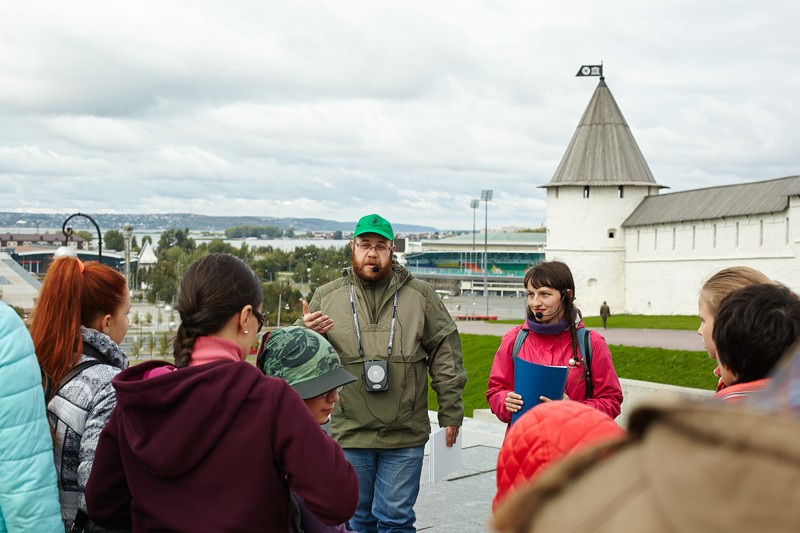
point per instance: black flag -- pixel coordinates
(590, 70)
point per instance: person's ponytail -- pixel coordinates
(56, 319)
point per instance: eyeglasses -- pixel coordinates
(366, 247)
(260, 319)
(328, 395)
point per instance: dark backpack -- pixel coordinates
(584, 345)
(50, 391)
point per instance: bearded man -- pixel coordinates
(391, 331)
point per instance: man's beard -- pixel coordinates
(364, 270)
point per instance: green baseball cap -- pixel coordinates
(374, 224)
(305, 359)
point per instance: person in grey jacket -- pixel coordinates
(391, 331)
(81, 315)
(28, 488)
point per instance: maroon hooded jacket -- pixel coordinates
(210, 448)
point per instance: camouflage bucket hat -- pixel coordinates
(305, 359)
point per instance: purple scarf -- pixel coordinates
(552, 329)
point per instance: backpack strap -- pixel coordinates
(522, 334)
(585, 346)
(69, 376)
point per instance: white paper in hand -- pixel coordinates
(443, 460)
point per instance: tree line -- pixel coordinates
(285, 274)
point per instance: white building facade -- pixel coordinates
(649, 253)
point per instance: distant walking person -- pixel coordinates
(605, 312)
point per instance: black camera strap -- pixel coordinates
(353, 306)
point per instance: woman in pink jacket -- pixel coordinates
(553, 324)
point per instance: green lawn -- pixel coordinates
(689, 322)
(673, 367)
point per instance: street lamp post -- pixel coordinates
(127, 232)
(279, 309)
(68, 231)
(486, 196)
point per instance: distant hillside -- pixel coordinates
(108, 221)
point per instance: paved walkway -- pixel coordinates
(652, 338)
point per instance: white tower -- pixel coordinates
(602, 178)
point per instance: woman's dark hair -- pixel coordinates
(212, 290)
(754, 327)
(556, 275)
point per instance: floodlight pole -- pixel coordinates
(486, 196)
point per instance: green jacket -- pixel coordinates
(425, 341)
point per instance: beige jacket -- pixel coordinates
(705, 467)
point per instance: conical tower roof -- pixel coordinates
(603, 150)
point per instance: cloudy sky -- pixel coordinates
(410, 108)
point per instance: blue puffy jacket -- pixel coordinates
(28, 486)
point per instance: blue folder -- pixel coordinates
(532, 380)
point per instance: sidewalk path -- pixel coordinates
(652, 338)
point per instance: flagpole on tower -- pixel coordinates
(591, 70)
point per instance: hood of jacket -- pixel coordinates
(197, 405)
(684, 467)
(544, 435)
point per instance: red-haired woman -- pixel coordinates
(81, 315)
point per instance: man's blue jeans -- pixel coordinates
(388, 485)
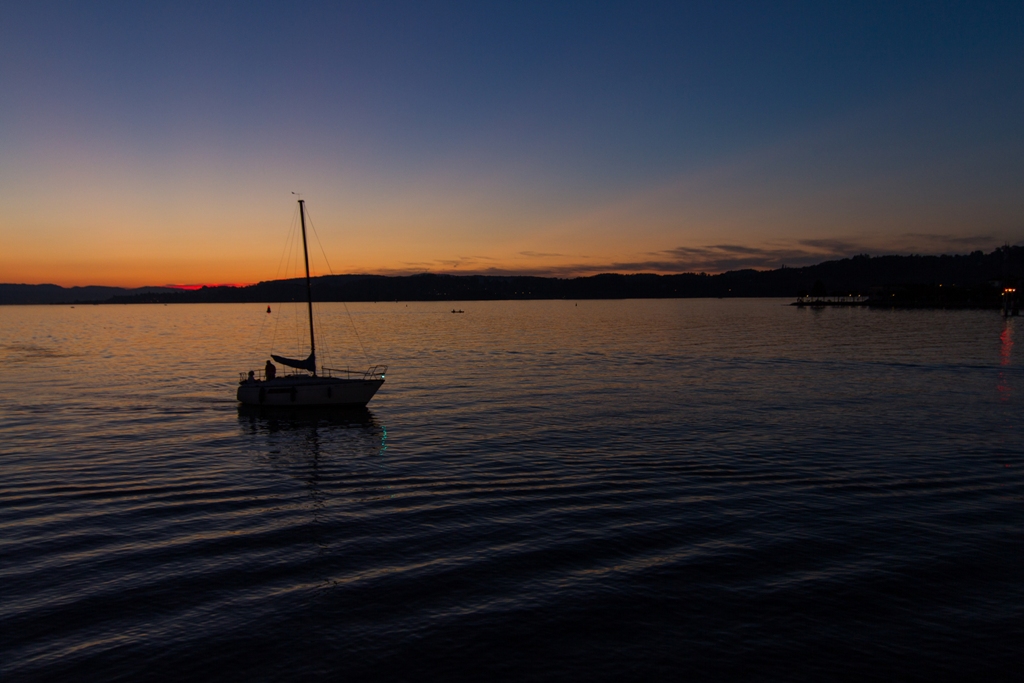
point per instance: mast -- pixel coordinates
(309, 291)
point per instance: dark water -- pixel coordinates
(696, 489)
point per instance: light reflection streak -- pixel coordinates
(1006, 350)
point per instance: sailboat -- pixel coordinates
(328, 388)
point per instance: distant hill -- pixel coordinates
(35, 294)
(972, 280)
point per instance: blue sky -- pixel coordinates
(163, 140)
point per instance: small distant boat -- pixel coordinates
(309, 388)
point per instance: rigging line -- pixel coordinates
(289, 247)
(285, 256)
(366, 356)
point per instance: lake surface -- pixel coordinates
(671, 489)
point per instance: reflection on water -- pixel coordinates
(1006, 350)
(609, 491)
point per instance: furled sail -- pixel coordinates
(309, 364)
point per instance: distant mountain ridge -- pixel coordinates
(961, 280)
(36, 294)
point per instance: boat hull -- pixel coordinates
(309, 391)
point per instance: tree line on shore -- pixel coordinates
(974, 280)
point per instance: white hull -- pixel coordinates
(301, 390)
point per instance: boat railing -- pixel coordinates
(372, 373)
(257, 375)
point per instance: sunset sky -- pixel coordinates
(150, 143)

---

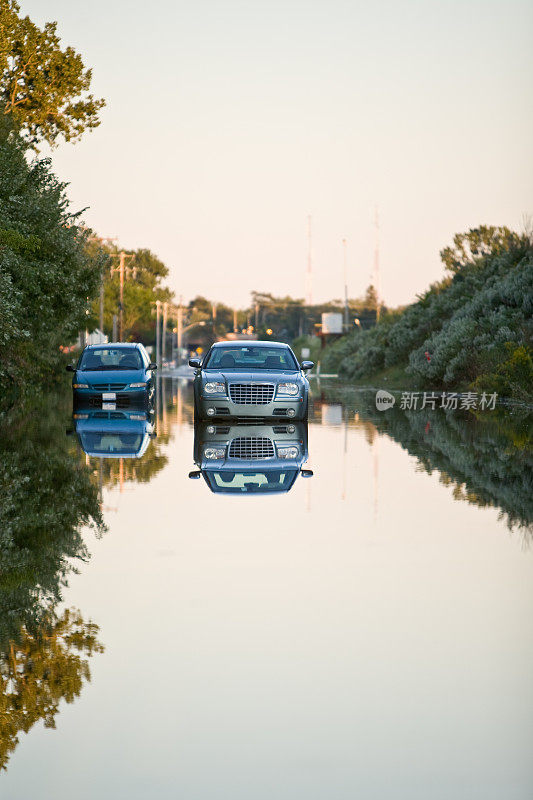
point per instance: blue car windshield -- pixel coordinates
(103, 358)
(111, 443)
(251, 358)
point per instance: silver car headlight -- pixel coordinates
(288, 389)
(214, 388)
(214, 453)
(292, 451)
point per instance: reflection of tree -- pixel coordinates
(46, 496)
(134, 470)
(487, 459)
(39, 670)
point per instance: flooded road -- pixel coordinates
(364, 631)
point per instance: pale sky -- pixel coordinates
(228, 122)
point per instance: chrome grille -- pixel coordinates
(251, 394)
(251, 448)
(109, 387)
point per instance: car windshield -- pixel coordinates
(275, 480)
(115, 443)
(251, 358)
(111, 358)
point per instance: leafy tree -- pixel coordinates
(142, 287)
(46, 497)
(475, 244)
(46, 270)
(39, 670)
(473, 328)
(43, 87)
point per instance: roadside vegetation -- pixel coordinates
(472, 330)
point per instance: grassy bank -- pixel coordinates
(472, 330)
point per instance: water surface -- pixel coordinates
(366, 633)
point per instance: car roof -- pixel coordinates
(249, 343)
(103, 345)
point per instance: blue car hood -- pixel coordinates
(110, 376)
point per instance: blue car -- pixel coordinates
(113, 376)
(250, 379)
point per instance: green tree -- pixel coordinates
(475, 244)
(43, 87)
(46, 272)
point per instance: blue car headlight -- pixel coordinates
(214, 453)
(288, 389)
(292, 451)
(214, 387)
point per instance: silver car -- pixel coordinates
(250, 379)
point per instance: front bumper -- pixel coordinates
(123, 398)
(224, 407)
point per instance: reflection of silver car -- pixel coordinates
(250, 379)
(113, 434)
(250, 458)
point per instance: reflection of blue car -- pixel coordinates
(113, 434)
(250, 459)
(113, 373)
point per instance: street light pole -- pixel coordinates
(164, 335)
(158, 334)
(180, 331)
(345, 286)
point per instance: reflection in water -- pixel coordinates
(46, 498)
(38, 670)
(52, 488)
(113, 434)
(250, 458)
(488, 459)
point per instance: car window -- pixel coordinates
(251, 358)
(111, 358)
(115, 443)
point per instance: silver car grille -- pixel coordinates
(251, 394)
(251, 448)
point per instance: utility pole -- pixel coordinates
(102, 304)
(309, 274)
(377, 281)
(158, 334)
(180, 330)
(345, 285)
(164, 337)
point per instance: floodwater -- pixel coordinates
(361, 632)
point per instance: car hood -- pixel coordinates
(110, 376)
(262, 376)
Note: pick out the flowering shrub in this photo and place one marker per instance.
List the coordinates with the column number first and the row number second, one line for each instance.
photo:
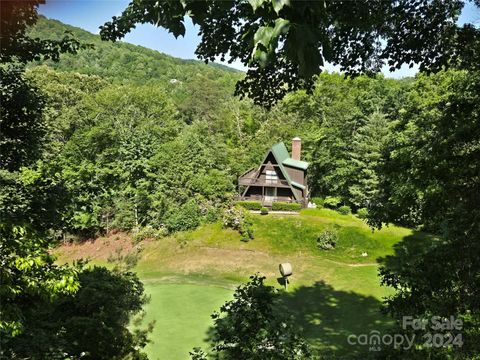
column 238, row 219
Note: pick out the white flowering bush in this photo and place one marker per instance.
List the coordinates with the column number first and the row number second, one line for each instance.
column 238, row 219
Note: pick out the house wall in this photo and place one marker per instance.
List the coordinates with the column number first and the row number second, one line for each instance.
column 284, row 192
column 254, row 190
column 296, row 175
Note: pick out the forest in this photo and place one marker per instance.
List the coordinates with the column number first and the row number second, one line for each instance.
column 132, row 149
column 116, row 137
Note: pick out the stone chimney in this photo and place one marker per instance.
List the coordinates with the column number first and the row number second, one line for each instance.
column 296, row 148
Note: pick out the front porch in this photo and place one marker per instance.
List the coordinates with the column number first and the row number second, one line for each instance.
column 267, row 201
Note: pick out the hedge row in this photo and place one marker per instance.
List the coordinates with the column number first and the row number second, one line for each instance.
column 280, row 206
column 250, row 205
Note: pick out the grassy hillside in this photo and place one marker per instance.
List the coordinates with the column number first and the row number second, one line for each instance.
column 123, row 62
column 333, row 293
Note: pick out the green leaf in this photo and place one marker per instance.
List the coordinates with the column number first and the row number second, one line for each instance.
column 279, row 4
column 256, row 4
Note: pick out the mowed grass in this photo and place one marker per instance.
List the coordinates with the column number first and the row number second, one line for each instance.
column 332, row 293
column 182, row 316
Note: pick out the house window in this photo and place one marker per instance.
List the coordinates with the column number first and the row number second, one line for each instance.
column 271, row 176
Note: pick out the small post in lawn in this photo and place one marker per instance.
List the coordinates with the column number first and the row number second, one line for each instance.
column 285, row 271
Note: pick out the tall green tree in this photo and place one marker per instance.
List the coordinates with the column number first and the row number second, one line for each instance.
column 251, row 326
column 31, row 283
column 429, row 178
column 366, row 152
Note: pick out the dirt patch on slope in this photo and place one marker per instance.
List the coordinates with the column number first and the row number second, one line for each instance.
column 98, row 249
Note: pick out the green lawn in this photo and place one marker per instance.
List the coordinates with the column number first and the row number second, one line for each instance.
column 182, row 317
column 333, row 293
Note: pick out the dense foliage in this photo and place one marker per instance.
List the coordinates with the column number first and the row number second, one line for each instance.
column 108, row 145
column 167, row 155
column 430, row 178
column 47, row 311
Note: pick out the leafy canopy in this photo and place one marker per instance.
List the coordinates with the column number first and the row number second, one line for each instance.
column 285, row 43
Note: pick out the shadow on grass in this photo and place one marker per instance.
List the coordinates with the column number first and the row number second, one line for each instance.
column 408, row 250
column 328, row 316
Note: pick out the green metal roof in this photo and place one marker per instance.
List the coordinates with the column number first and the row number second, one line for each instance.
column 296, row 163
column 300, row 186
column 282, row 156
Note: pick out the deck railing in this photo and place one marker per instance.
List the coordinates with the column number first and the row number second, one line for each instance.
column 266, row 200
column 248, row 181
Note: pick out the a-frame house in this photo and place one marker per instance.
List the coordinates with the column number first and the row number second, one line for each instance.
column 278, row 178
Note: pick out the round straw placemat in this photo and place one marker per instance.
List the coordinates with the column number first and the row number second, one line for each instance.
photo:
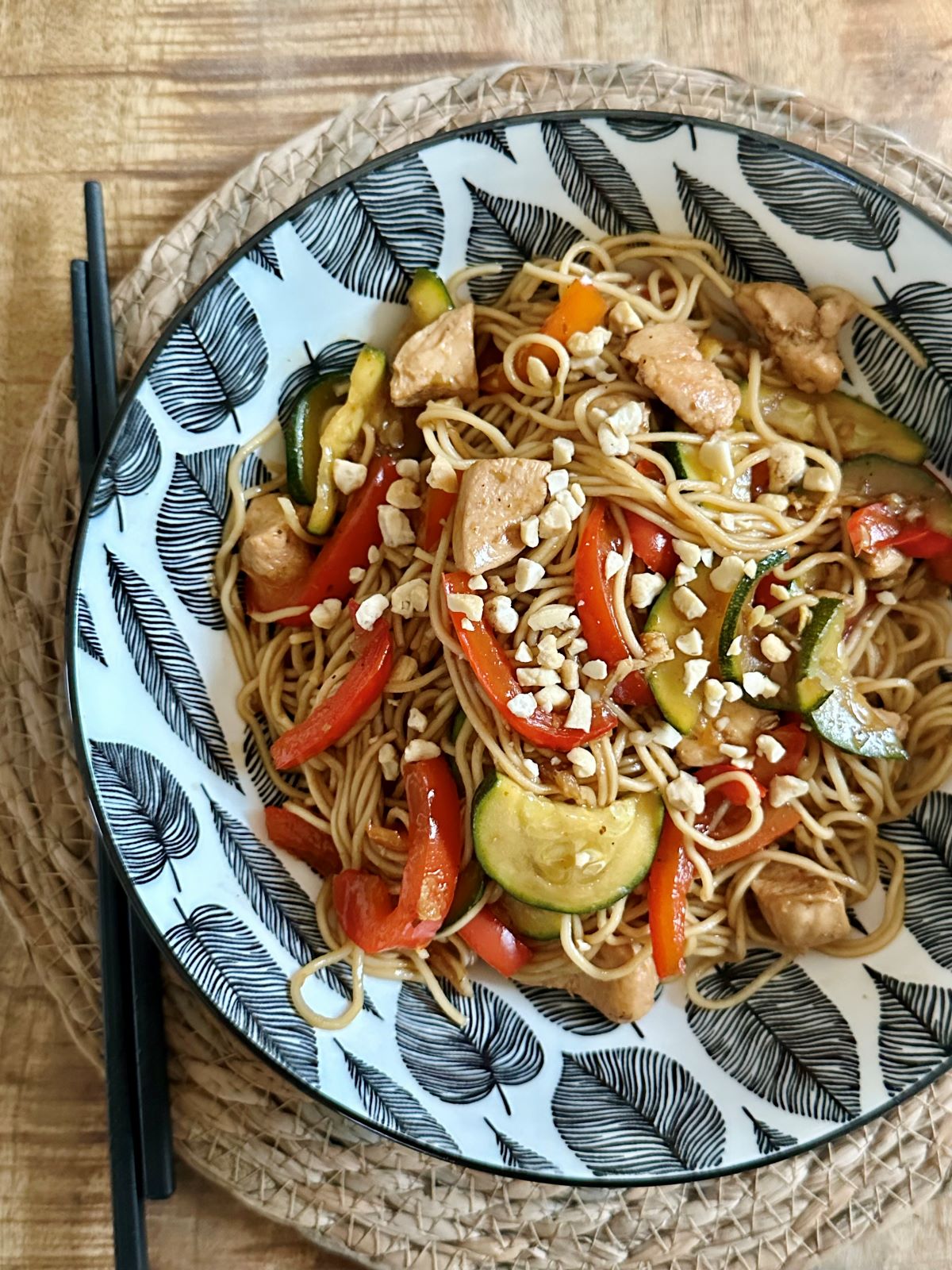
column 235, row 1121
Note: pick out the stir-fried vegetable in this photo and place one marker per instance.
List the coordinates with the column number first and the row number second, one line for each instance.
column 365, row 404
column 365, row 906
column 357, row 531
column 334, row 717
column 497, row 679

■ Aim
Can you write out the listing again, starting with the line that contains "Note: pick out the deck" and going on through the line that contains "column 235, row 1121", with "marker" swapped for "pin" and nothing else changed? Leave the pictures out.

■ Exercise solution
Note: pick out the deck railing in this photo and place one pin per instance.
List the coordinates with the column number first and the row number second, one line for each instance.
column 266, row 200
column 248, row 181
Note: pick out the a-frame house in this photo and place one pin per instance.
List the coordinates with the column number first and the row number second, one line for each instance.
column 278, row 178
Note: pick out the round straw placemat in this photo and place one pin per instance.
List the coordinates with the column number first and the row number second, one line for each instance.
photo:
column 235, row 1121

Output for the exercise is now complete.